===== EXERCISE INPUTS =====

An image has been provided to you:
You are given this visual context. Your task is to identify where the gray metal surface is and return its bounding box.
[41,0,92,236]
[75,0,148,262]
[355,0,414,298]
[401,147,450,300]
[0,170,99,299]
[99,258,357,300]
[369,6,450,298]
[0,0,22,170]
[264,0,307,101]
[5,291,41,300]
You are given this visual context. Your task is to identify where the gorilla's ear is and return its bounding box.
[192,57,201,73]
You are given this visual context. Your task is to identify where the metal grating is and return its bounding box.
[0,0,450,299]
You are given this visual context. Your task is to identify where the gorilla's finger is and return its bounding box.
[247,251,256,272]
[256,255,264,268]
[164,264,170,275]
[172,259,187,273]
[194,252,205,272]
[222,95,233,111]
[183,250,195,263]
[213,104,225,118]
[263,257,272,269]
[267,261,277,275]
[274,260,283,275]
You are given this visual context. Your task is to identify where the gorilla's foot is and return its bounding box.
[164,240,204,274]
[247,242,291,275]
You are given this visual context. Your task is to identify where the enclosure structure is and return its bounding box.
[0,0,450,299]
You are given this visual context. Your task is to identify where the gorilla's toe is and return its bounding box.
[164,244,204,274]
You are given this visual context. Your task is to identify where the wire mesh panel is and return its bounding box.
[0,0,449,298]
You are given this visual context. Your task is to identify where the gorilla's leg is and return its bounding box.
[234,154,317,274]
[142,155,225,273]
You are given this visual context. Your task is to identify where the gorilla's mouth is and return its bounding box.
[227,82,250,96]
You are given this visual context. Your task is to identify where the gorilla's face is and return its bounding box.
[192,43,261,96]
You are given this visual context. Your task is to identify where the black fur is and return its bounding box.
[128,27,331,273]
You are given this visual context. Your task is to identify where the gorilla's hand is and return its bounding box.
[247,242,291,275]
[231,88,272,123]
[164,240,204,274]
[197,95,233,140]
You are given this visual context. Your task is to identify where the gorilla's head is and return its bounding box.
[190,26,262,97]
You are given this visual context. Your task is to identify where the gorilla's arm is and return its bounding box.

=====
===== EXERCISE INPUTS =====

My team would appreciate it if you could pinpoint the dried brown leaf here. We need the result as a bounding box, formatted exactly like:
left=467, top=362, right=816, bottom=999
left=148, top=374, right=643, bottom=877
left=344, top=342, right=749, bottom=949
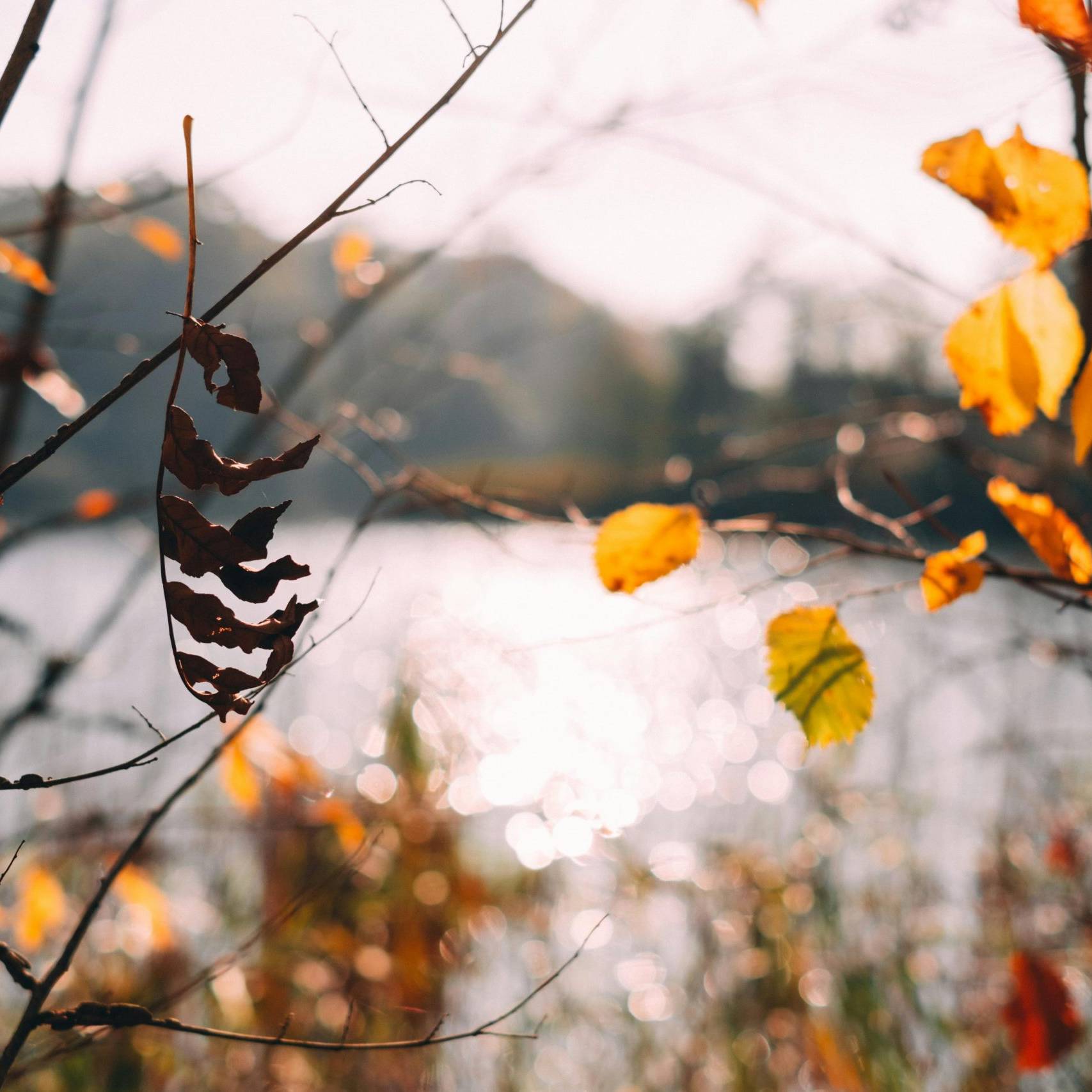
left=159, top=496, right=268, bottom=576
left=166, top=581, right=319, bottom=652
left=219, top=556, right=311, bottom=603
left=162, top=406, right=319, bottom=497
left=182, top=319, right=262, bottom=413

=====
===== EXERCISE INPUTS =====

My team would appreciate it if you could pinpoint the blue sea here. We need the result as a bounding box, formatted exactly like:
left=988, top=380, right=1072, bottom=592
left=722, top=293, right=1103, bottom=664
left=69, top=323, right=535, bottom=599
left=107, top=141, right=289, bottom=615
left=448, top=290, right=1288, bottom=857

=====

- INSTRUCTIONS FOR THE TASK: Rewrite the lines from the one containing "An image has" through the one containing "[0,0,449,298]", inclusive, as a Markdown table with the columns Row and Line text. Skip any blank lines.

- FINISHED TASK:
| Row | Line text |
|---|---|
| 1 | An image has been provided to you: |
| 2 | You are given this visual context. Your task is to identify where the gray metal surface is and return its bounding box. |
| 3 | [41,0,92,236] |
| 4 | [75,0,148,262] |
| 5 | [355,0,414,298] |
| 6 | [401,147,450,300] |
| 7 | [0,170,99,299] |
| 8 | [99,258,357,300] |
| 9 | [369,6,450,298] |
| 10 | [0,0,22,170] |
| 11 | [264,0,307,101] |
| 12 | [5,291,41,300] |
| 13 | You are given this visual context. Your task is to identify where the gorilla's ear is and return its bounding box. |
| 14 | [192,57,201,73] |
| 15 | You are given this visual context. Your task is to identify where the metal grating is and return its bounding box. |
| 16 | [0,0,450,299] |
| 17 | You are given this visual context. Your task is to identify where the gorilla's finger is and return its bounding box. |
| 18 | [247,251,256,272] |
| 19 | [256,255,264,268] |
| 20 | [164,264,170,275] |
| 21 | [172,259,187,273] |
| 22 | [194,252,205,272] |
| 23 | [222,95,233,111] |
| 24 | [183,250,195,263] |
| 25 | [213,104,225,118] |
| 26 | [263,257,272,269] |
| 27 | [267,261,277,275] |
| 28 | [274,260,283,275] |
| 29 | You are given this visual context. Your task is to identify where the gorilla's foot is and return its bounding box. |
| 30 | [164,240,204,274] |
| 31 | [247,242,291,275] |
| 32 | You are given this visual context. Your task is to identify where the enclosure structure is and return its bounding box. |
| 33 | [0,0,450,299] |
| 34 | You are given this visual context. Your task is to identify where the gorilla's toe is and return its bounding box. |
| 35 | [164,244,204,274] |
| 36 | You are given this visual context. Your task is to identify where the wire mesh panel is and return its bounding box. |
| 37 | [0,0,449,298] |